::: Selected text :::
Planning for Recovery

To mitigate the risk and extent of data loss, one of the DBA's most important tasks is database backup and planning for recovery. You need to develop a backup plan that will minimize the data loss and is able to be implemented within the maintenance time window allowed. You need to choose the best SQL Server backup capabilities that will achieve the preferred backup plan that meets the business continuity and data loss requirements. Also, you must set up the backup procedure and monitor it every day to ensure that it is working successfully. You must validate that the database backup will restore properly. An organization may be current with their backups and may think that they have the backups to restore their database, only to find that the database was corrupted and some of the recent database backups will not restore. Cases like these can go undiscovered for months until someone needs to restore a database and finds out that it is not recoverable. To reduce this risk, you should run the database-consistency checks against each database and design a process to test the recoverability of the database backup. Additionally, the database backups should be sent offsite to protect them in case of a local disaster, but keep local copies of recent backups, if you need to perform a quick restore. Another critical task is disaster recovery planning. If the organization data center were to be completely destroyed, you should be able to quickly deploy a new data center with minimum data loss and minimum business disruptions. Disaster recovery planning is not complete until a team periodically simulates a data center failure and proceeds through the test drill to deploy a new data center.

Recovery Requirements

Any backup planning should start with the end goal in mind: the recoverability requirements. Categorize each database server and database with respect to the recovery requirements. Some database servers are mission critical; they keep the business activity going, and when they are down the business will incur a financial loss. Other servers may have decision support or reporting functions that are less critical. Before you can begin to plan, you have to know what items the plan should include.

Determine the availability requirements for each database. How critical is it to maintain the business daily activity, and what is the financial loss if this database is not available? Can the business continue to operate if the database is down, and how long can the business afford to have it down? Also, what part of the database must be online? You can consider a piecemeal restore to reduce your restore time, especially on larger databases where the restore can take a long time. Determine what parts of the database must be available, and arrange the data into filegroups so that you can recover the most critical filegroups first. Archived data or reporting data is less critical and can be recovered last.

For each database, consider the financial loss during downtime that the business will incur, as that may determine the database recovery priority. Additionally, the organization may allocate newer, redundant hardware and RAID array with a high-availability solution to mitigate downtime. The organization may also consider faster and more backup devices to quickly restore the database.

When you ask how much data the organization can afford to lose, oftentimes, the answer is none. Zero data loss can be achieved but at a very high cost in hardware, infrastructure, and processes that would need to be implemented. It is more feasible to identify which data-loss scenarios to protect from and plan for those risks. There may be scenarios that are less likely to happen and some data-loss risk may be acceptable, as protecting from every possible event will drive up the total cost of ownership. Furthermore, identify the databases that are most critical to reduce data loss and plan the processes around those databases.

Determine how easy or difficult it would be to recreate lost data for each database. For certain databases, data can be easily recreated by either extracting data from another system or from flat-file data loads. Typically, decision-support databases use ETL tools to extract data; for example, if some unrecoverable data loss had occurred, the ETL tool can be executed to reload the data.
::: Dataset :::
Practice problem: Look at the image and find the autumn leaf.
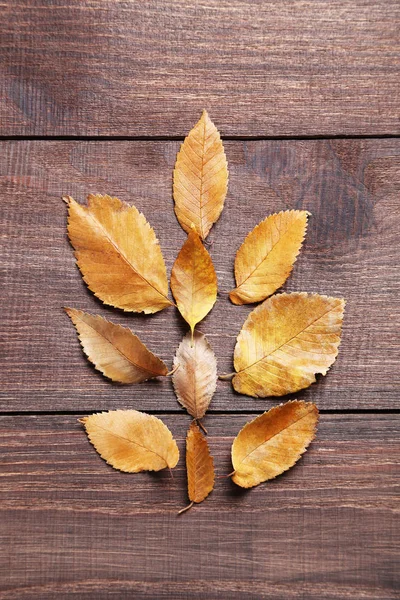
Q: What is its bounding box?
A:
[171,231,217,333]
[179,423,215,513]
[229,210,310,304]
[64,195,172,313]
[172,331,217,419]
[65,308,168,383]
[80,410,179,473]
[232,293,345,397]
[232,400,318,488]
[174,110,228,240]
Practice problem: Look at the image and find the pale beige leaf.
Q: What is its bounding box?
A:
[174,110,228,240]
[171,231,217,332]
[172,331,217,419]
[232,293,345,397]
[229,210,310,304]
[65,308,168,383]
[81,410,179,473]
[64,195,172,313]
[232,400,318,488]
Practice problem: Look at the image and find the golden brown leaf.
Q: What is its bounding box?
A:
[65,308,168,383]
[80,410,179,473]
[180,423,215,512]
[232,400,318,488]
[174,110,228,240]
[232,293,345,397]
[172,331,217,419]
[64,195,172,313]
[171,231,217,333]
[229,210,310,304]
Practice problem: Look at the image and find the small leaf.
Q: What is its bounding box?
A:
[232,400,318,488]
[180,423,215,512]
[81,410,179,473]
[64,194,172,313]
[65,308,168,383]
[172,331,217,419]
[171,231,217,333]
[229,210,310,304]
[232,293,345,398]
[174,110,228,240]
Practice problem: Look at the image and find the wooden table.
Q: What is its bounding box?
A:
[0,0,400,600]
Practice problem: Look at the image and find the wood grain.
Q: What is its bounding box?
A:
[0,0,400,136]
[0,415,400,600]
[0,140,400,411]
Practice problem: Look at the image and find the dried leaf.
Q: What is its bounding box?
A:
[80,410,179,473]
[229,210,310,304]
[65,308,168,383]
[172,331,217,419]
[180,423,215,512]
[232,293,345,397]
[174,110,228,240]
[64,195,172,313]
[171,231,217,333]
[232,400,318,488]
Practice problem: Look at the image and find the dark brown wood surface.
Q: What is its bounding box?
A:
[0,0,400,136]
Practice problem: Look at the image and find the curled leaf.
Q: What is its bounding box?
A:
[174,110,228,240]
[81,410,179,473]
[180,423,215,512]
[232,293,345,397]
[171,231,217,333]
[232,400,318,488]
[64,195,172,313]
[65,308,168,383]
[172,331,217,419]
[229,210,309,304]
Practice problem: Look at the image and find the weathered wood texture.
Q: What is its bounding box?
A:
[0,415,400,600]
[0,0,400,136]
[0,140,400,411]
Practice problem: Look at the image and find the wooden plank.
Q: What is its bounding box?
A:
[0,140,400,411]
[0,414,400,600]
[0,0,400,136]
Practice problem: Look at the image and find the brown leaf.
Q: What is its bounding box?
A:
[64,195,172,313]
[171,231,217,333]
[179,423,215,513]
[232,293,345,397]
[172,331,217,419]
[232,400,318,488]
[174,110,228,240]
[80,410,179,473]
[229,210,310,304]
[65,308,168,383]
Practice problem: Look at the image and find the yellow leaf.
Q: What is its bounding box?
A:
[172,331,217,419]
[179,423,215,513]
[232,293,345,397]
[229,210,310,304]
[232,400,318,488]
[174,110,228,240]
[171,231,217,333]
[65,308,168,383]
[81,410,179,473]
[64,195,172,313]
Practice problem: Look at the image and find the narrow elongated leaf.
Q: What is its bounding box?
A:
[172,331,217,419]
[80,410,179,473]
[232,400,318,488]
[174,110,228,240]
[65,308,168,383]
[180,423,215,512]
[229,210,309,304]
[232,293,344,397]
[64,195,172,313]
[171,231,217,332]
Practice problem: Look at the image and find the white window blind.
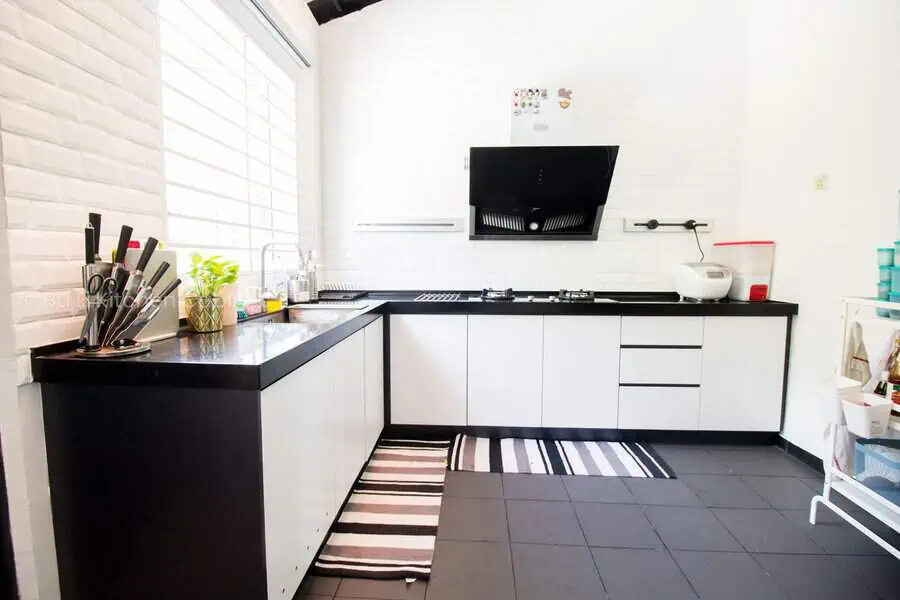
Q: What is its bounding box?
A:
[160,0,299,273]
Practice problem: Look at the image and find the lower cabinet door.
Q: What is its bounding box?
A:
[468,315,544,427]
[542,315,622,429]
[619,386,700,431]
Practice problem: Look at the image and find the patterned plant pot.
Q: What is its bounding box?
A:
[184,296,225,333]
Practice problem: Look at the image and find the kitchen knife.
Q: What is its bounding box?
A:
[88,213,103,262]
[104,237,159,343]
[84,225,97,265]
[114,279,181,342]
[100,225,134,340]
[110,261,169,339]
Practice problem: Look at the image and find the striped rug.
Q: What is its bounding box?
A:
[313,440,450,579]
[450,434,675,479]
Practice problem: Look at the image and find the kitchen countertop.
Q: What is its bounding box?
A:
[32,290,798,390]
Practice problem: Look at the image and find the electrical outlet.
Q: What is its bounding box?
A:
[622,216,714,233]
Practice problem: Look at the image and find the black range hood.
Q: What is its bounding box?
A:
[469,146,619,240]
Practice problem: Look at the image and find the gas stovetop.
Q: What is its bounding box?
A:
[481,288,516,302]
[554,290,594,302]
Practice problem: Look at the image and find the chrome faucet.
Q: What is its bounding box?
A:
[259,242,309,293]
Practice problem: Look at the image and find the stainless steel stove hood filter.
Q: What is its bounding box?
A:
[469,146,619,240]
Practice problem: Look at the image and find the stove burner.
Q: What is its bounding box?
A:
[556,290,594,302]
[481,288,516,302]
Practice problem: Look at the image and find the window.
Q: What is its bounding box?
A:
[160,0,299,274]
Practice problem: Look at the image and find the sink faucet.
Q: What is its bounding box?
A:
[259,242,308,293]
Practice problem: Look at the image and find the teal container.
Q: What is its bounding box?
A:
[888,292,900,319]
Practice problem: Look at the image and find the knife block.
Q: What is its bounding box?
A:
[125,248,178,342]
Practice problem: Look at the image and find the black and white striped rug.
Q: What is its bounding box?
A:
[449,434,675,479]
[312,440,450,579]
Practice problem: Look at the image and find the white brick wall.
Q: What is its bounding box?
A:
[0,0,164,383]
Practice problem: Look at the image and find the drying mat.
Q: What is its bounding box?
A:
[450,434,675,479]
[312,440,450,579]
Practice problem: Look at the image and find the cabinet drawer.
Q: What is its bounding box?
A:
[622,317,703,346]
[619,348,702,385]
[619,387,700,431]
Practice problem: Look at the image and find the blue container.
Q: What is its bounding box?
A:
:::
## Required task 1
Retype the part of the recovery planning text that opens with the words containing "When you ask" and closes with "around those databases.".
## Required task 2
Put the lines of the records that open with the line containing "Practice problem: Look at the image and find the drying" and close with the line containing "[619,387,700,431]" into a numbered list, leaving out blank lines.
The text and the records come from different sources.

## Full solution 1
When you ask how much data the organization can afford to lose, oftentimes, the answer is none. Zero data loss can be achieved but at a very high cost in hardware, infrastructure, and processes that would need to be implemented. It is more feasible to identify which data-loss scenarios to protect from and plan for those risks. There may be scenarios that are less likely to happen and some data-loss risk may be acceptable, as protecting from every possible event will drive up the total cost of ownership. Furthermore, identify the databases that are most critical to reduce data loss and plan the processes around those databases.

## Full solution 2
1. Practice problem: Look at the image and find the drying mat.
2. Q: What is its bounding box?
3. A:
4. [450,434,675,479]
5. [312,440,450,579]
6. Practice problem: Look at the image and find the cabinet drawer.
7. Q: What is its bounding box?
8. A:
9. [622,317,703,346]
10. [619,348,702,385]
11. [619,387,700,431]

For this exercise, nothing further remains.